BEGIN Data for processing

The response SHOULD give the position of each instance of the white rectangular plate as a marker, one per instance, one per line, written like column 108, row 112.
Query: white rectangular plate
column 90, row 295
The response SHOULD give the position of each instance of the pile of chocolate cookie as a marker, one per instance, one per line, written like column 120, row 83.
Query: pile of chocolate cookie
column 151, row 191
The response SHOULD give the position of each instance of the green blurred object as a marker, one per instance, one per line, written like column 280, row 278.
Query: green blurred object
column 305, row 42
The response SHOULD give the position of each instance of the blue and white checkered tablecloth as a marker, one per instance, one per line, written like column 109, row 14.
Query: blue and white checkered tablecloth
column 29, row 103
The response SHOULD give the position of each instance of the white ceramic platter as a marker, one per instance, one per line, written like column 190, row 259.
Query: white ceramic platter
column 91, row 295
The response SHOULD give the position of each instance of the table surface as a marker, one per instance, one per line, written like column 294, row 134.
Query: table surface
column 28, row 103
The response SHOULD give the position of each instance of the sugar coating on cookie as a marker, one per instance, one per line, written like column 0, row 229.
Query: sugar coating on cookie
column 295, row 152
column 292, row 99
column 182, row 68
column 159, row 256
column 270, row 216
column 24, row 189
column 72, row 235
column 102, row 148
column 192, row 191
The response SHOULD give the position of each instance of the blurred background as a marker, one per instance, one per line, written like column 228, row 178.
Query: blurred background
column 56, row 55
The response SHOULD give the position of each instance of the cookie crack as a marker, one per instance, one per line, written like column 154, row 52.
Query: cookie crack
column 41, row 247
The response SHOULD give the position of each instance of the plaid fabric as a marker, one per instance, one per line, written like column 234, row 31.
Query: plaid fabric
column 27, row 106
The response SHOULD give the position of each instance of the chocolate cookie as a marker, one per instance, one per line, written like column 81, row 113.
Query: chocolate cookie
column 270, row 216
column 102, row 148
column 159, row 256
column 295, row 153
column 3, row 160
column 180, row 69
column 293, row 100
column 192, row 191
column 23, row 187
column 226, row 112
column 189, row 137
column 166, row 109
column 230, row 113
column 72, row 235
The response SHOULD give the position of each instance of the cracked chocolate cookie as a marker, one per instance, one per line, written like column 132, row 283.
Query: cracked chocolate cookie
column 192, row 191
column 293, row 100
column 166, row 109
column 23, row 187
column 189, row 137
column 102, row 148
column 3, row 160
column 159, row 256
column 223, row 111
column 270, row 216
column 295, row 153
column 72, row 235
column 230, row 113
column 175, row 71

END Data for processing
BEGIN Data for processing

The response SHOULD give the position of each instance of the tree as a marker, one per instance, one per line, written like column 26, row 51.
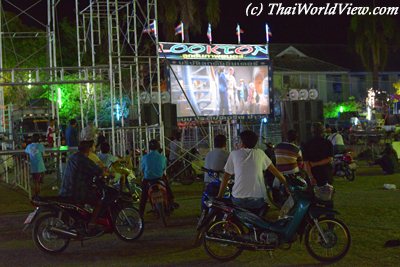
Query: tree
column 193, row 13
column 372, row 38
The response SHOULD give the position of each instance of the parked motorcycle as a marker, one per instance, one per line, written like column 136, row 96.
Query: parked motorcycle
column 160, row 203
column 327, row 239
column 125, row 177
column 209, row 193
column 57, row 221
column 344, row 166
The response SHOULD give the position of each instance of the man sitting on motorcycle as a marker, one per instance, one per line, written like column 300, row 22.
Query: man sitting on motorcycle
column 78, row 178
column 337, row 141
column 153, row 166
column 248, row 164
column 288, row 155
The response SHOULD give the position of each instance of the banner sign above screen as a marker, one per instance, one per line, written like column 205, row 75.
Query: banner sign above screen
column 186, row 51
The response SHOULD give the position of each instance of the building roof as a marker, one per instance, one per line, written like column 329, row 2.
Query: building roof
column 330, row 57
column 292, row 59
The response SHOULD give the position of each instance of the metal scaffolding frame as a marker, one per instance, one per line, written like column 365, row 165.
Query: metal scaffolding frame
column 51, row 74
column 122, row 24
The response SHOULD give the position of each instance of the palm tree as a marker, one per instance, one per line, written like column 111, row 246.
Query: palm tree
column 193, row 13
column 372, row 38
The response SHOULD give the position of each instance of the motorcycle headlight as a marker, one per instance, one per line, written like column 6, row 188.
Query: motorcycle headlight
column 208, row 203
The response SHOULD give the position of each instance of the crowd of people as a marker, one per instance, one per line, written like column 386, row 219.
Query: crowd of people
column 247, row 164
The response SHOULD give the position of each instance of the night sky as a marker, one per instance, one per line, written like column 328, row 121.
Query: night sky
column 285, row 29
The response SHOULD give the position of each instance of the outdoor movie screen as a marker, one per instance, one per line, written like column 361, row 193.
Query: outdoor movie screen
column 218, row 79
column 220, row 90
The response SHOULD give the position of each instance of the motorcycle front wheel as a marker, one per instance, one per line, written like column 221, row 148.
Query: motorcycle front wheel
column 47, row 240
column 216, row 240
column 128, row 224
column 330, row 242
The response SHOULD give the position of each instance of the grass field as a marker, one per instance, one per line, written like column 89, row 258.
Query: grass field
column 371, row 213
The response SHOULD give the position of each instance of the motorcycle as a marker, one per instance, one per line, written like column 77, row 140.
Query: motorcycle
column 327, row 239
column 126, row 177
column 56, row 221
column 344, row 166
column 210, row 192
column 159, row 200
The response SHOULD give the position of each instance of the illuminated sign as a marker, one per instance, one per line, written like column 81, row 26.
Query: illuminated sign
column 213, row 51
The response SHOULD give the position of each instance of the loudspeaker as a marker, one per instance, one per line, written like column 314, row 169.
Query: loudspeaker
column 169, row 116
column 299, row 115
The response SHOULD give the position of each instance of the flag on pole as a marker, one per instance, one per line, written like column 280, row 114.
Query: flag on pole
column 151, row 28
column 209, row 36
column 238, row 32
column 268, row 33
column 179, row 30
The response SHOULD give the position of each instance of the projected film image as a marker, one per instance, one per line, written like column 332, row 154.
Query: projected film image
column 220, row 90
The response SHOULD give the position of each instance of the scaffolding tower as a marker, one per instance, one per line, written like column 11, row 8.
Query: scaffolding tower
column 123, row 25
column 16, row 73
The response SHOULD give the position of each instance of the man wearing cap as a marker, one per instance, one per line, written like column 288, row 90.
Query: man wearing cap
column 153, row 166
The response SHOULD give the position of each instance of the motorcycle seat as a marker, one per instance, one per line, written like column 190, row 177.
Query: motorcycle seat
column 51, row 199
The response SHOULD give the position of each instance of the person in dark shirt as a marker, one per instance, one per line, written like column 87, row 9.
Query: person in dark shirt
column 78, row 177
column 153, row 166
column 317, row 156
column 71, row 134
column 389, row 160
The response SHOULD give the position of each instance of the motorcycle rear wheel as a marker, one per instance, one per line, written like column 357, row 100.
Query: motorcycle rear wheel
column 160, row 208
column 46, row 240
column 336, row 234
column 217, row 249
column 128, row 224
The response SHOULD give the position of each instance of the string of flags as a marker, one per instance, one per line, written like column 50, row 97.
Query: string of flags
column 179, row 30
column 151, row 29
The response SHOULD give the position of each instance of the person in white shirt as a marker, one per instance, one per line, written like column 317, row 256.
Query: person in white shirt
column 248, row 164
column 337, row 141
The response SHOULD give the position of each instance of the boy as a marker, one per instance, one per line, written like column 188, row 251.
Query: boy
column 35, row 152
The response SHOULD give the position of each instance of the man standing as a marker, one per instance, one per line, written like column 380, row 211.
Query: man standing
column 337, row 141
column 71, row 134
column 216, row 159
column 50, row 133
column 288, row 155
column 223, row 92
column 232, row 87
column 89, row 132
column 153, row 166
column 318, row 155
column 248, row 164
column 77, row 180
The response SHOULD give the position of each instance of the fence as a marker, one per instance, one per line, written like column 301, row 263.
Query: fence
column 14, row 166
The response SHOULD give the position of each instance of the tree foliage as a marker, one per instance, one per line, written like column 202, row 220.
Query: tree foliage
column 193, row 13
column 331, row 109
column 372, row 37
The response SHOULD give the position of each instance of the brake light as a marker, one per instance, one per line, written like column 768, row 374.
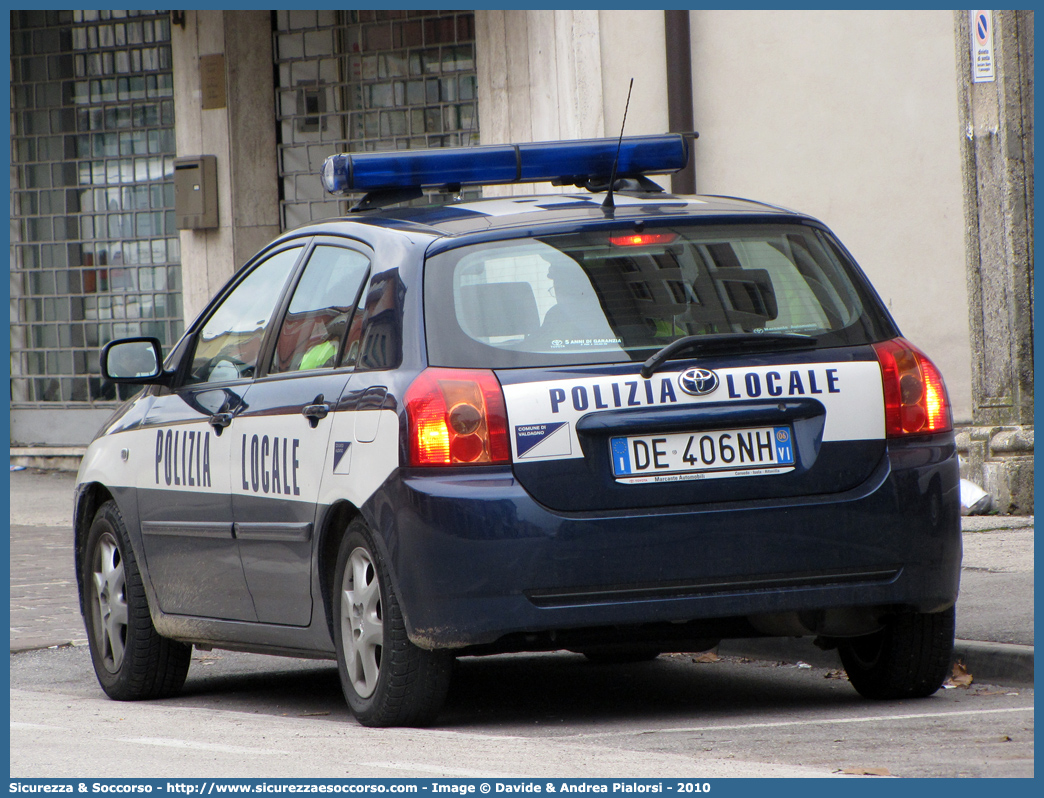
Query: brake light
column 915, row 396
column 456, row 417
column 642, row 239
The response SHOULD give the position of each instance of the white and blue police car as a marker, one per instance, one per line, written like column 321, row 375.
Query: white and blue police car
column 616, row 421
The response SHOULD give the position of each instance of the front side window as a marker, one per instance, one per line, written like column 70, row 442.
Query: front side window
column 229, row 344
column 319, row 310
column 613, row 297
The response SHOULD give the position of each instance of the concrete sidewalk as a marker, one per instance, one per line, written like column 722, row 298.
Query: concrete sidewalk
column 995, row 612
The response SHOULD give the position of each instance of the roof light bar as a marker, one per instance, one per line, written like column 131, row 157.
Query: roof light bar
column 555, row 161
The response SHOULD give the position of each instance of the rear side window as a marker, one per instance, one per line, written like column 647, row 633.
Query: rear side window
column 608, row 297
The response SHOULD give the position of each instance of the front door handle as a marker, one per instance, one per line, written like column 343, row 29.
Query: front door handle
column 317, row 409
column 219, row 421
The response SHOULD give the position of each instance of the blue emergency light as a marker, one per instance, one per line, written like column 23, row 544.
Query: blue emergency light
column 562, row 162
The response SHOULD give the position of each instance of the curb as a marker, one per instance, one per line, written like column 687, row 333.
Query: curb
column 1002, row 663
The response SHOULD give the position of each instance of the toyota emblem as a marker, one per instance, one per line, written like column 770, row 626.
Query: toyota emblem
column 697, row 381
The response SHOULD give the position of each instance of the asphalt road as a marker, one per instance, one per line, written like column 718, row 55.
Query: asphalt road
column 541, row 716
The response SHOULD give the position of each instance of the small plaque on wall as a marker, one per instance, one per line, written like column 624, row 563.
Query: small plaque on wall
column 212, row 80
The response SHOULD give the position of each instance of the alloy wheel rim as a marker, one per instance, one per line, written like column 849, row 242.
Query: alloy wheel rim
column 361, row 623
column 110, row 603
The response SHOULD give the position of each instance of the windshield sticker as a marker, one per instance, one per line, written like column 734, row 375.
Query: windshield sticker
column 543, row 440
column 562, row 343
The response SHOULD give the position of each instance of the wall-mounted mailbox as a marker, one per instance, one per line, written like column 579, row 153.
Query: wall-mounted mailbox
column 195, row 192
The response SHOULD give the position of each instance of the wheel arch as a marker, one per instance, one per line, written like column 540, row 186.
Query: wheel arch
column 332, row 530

END Data for processing

> Work to be completed
Could you transcribe the entries above word for word, from the line with "Query: building roof" down to the line with "6, row 188.", keeping both?

> Exercise solution
Query: building roof
column 330, row 57
column 292, row 59
The response SHOULD give the position of each instance of the metal scaffolding frame as a marker, one per instance, one per line, written like column 365, row 165.
Query: metal scaffolding frame
column 51, row 74
column 122, row 24
The response SHOULD give the position of each instance of the palm tree as a marker, one per instance, one per line, written like column 111, row 246.
Query: palm tree
column 193, row 13
column 372, row 38
The response SHOULD give the position of each instance of the motorcycle headlight as a marker, one per instance, one per line, written like column 6, row 188.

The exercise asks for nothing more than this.